• [EXTRAIT CHOISI]:
Start-up Tadata, My Data, Polymate, …
En contrepartie de son autorisation, le jeune internaute perçoit une quote-part de la redevance perçue par Tadata en vertu des licences d’utilisation conclues auprès de clients (dont les annonceurs), quote-part qui sera comprise « entre 3 et 5 euros » à chaque licence concédée pour l’utilisation par le client d’une base de données contenant des données à caractère personnel (DCP) du jeune concerné. Tadata n’est pas la seule jeune pousse, loin de là, à vouloir monétiser les données personnelles. Toujours en France, à La Rochelle cette fois, My Data – alias « My Data is Rich » (MDiR) – propose de « transformer vos données en royalties » en se présentant comme un tiers de confiance « pour la collecte, la gestion, la protection et la valorisation de données personnelles », indépendant des GAFAM, qui fait le lien entre les « auteurs de données » (essentiellement les particuliers) et les « consommateurs de données personnelles », à savoir les entreprises et tout organisme. MDiR, qui compte « plusieurs milliers de personnes », redistribue à ces « contributeurs » 50 % des gains engendrés par la valorisation de leurs données. « Nous ne sommes pas vendeur de données mais tiers de confiance. Les données sont pseudonymisées et ne sont identifiées auprès d’une entreprise tierce qu’après un droit d’usage accordé par la personne concernée », explique son président Eric Zeyl à Edition Multimédi@. Il l’assure : cette approche permet à chacun d’être « enfin un acteur éclairé et consentant de l’utilisation de ses données », tandis que les entreprises disposent ainsi de solutions « RGPD by design » pour développer des parcours clients ou prospects « data responsables ». La jeune pousse rocheloise a annoncé miseptembre son rapprochement avec le groupe Doxsa (6).

• [MATÉRIEL FOURNI]:
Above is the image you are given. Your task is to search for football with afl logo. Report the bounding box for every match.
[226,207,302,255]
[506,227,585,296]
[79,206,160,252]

• [DÉTAILS DU PROBLÈME]: D'après l'extrait sur la monétisation des données personnelles, quelle part des gains tirés de la valorisation de leurs données My Data reverse-t-elle à ses contributeurs ? Répondez en une phrase, s'il vous plaît.

• [RÉPONSE CI-DESSOUS]: My Data redistribue à ses contributeurs 50 % des gains engendrés par la valorisation de leurs données.